Как Вы оцениваете состояние физико-математических наук в России сегодня и науки вообще?
— Когда-то Геринг спросил у Гильберта: «Как сейчас обстоит дело с математикой в Германии?». И Гильберт ему ответил: «А разве таковая в Германии ещё существует?». Не только в России, но и во всём мире ситуация с наукой гораздо хуже, чем она была раньше. Это связано с тем, что наука сейчас не приоритетна. Когда создавали атомную бомбу, учёный по статусу был почти как член правительства. Авторитет учёных был огромен. Это было связано с их острой востребованностью, с гонкой вооружений.
Что касается сегодняшней обстановки... Как-то я спросил у своей дочери (она в то время жила в Англии и работала в фирме Sun), почему бы ей не заниматься только наукой и преподаванием. А дочь мне ответила: «О чём ты говоришь?! Моя наставница в университете получает в пять раз меньше, чем я!». Такая не очень благоприятная для науки ситуация сейчас во всём мире — когда человек в фирме зарабатывает существенно больше, чем учёный. Кто действительно развивает науку — это Китай. Он делает это, в частности, за счёт Гонконга. В Гонконге и раньше заработок был огромный. Я знаю это, потому что накануне кризиса 1998 года, когда я выбирал, куда поехать с детьми — в Англию или в Гонконг (это было связано с особой системой школьного образования в этих двух странах), меня пригласили и та и другая. И сейчас крупные математики, которые уже достигли пенсионного возраста и могут в Америке, Англии и в Европе получать пенсию, которая там едва ли не такая же, как зарплата, едут в Гонконг или в Китай и там продолжают работать.
Если мы отвлечёмся от темы недостаточного финансирования и посмотрим, есть ли сегодня сильные научные школы, имена в физике, математике, я мог бы назвать Михаила Громова и Эдварда Виттена. Процент российских филдсовских лауреатов очень сильно вырос, но все они на постоянной работе за границей. Я могу сказать, что всё-таки это несравнимо с тем, что было в начале или середине ХХ века. Вот только что прекратилось финансирование школ крупных математиков, в том числе и моей школы, и если раньше у меня была возможность платить студентам хоть сколько-то, теперь и этого нет. Хотя и раньше это были такие гроши, что все мои ребята работали в разных фирмах. Абсолютно все! У них не было времени заниматься наукой — какая наука, если человек поздно приходит домой...

________________

ЦЕЛЬ УПРАЖНЕНИЯ >> Воспроизведите дословно отрывок из интервью о положении науки. Начните со слов «Если мы отвлечёмся» и закончите словами «поздно приходит домой...».

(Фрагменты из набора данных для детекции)
________________

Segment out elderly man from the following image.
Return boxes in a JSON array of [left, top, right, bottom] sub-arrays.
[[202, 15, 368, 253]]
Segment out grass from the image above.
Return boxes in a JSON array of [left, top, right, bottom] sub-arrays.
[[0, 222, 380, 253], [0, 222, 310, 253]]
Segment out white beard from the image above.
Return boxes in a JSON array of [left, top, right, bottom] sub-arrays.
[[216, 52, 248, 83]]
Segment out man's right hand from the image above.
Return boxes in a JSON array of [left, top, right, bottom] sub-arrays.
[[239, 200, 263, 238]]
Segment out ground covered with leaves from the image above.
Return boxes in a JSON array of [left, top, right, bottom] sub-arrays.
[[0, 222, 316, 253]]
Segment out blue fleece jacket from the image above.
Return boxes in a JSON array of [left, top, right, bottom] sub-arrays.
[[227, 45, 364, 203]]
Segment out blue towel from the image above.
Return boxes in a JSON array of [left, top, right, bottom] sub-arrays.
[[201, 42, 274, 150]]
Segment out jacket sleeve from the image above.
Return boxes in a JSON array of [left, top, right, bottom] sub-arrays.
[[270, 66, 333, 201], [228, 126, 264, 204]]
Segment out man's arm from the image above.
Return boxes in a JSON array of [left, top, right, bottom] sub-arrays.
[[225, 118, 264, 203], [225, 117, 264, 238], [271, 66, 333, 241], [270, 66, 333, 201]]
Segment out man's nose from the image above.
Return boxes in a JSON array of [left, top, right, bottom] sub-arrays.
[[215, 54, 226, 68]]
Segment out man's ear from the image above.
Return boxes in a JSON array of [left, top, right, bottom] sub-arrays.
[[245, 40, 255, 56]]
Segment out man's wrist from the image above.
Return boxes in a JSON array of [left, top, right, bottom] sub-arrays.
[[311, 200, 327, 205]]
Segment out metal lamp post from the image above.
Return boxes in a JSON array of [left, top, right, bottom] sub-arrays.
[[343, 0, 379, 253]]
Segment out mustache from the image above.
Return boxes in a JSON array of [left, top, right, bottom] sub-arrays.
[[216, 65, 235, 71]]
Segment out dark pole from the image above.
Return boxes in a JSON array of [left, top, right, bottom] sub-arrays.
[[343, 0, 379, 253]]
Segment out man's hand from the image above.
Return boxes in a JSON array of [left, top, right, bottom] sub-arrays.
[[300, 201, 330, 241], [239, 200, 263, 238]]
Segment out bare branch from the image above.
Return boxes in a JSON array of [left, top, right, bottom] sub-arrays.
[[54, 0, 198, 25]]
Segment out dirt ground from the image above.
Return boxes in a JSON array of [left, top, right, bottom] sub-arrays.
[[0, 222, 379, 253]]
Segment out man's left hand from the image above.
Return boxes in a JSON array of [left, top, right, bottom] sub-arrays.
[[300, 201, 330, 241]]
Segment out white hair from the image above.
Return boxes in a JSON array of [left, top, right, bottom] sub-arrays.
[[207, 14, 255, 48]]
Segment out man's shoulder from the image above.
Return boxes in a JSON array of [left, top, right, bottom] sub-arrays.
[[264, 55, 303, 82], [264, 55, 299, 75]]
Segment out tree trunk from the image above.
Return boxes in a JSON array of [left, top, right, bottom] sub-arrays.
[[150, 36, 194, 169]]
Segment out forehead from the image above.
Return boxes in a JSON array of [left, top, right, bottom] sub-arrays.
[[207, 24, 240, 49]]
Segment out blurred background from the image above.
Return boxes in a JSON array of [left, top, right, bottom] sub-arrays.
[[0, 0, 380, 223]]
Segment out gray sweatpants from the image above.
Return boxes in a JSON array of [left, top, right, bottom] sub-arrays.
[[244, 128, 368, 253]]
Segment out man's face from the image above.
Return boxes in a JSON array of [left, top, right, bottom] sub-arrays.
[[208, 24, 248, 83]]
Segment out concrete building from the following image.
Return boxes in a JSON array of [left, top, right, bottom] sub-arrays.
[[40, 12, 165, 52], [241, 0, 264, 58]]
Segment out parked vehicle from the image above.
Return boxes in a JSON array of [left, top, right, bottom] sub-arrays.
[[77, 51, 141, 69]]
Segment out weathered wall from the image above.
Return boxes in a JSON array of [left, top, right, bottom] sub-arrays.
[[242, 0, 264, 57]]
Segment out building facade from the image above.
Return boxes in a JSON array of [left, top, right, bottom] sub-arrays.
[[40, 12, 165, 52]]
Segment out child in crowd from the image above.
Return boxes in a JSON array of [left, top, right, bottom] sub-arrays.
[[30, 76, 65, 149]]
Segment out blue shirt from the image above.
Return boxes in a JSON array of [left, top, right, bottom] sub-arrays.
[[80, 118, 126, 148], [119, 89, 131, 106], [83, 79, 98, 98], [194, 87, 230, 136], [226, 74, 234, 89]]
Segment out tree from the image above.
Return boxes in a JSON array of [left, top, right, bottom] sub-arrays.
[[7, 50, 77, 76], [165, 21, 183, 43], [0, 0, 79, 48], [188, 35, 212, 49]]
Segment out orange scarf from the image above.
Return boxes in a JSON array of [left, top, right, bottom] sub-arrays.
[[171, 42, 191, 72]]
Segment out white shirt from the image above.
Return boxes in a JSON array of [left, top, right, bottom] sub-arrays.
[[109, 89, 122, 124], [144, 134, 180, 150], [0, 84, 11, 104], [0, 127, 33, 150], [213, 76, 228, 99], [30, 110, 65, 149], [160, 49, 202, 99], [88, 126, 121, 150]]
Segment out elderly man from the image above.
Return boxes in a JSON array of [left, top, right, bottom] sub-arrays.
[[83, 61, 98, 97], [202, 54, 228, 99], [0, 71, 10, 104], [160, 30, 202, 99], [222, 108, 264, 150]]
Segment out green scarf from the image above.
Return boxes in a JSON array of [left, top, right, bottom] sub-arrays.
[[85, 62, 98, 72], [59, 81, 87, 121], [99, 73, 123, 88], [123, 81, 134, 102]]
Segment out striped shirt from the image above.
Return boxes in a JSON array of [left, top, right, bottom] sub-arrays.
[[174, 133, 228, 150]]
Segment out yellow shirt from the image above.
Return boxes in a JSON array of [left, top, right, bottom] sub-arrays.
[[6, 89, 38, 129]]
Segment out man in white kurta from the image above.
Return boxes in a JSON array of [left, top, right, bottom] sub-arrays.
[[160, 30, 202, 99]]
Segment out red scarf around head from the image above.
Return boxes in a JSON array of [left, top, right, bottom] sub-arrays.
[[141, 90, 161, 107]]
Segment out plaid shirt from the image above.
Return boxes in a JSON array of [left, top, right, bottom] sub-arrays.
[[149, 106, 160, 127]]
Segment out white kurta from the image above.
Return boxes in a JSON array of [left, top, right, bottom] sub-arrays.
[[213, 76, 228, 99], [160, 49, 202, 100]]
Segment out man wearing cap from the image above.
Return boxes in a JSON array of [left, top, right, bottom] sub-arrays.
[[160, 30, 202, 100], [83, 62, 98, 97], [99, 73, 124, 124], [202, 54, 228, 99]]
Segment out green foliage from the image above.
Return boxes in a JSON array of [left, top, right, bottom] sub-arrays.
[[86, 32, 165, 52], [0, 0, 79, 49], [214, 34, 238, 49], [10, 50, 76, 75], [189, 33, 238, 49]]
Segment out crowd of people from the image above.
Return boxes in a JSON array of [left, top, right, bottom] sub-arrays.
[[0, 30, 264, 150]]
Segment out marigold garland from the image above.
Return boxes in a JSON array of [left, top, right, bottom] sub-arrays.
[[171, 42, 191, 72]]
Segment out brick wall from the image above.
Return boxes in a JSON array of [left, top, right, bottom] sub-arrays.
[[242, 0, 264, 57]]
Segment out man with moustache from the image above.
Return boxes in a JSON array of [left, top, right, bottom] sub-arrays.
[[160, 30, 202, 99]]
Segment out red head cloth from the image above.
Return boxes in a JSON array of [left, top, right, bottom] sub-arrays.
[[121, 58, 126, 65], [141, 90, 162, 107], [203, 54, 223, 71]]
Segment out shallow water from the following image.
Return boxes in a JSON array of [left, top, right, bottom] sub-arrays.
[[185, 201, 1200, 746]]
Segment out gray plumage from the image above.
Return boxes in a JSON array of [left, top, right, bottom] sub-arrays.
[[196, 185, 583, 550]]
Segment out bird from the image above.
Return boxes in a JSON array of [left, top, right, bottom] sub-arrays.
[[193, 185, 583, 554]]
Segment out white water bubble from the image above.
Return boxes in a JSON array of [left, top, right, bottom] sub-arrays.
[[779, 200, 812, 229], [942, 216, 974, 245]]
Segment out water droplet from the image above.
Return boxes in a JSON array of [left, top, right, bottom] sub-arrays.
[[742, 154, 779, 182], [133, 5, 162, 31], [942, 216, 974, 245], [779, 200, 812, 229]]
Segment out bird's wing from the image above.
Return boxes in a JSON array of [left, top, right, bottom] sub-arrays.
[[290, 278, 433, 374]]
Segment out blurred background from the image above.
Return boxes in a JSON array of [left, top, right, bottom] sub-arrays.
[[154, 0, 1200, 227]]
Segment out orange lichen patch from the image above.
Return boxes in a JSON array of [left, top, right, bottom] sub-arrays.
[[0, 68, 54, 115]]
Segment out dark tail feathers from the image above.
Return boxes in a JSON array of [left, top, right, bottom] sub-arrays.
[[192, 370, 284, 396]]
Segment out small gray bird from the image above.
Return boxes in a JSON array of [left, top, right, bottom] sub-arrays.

________________

РЕШЕНИЕ УПРАЖНЕНИЯ >>
Если мы отвлечёмся от темы недостаточного финансирования и посмотрим, есть ли сегодня сильные научные школы, имена в физике, математике, я мог бы назвать Михаила Громова и Эдварда Виттена. Процент российских филдсовских лауреатов очень сильно вырос, но все они на постоянной работе за границей. Я могу сказать, что всё-таки это несравнимо с тем, что было в начале или середине ХХ века. Вот только что прекратилось финансирование школ крупных математиков, в том числе и моей школы, и если раньше у меня была возможность платить студентам хоть сколько-то, теперь и этого нет. Хотя и раньше это были такие гроши, что все мои ребята работали в разных фирмах. Абсолютно все! У них не было времени заниматься наукой — какая наука, если человек поздно приходит домой...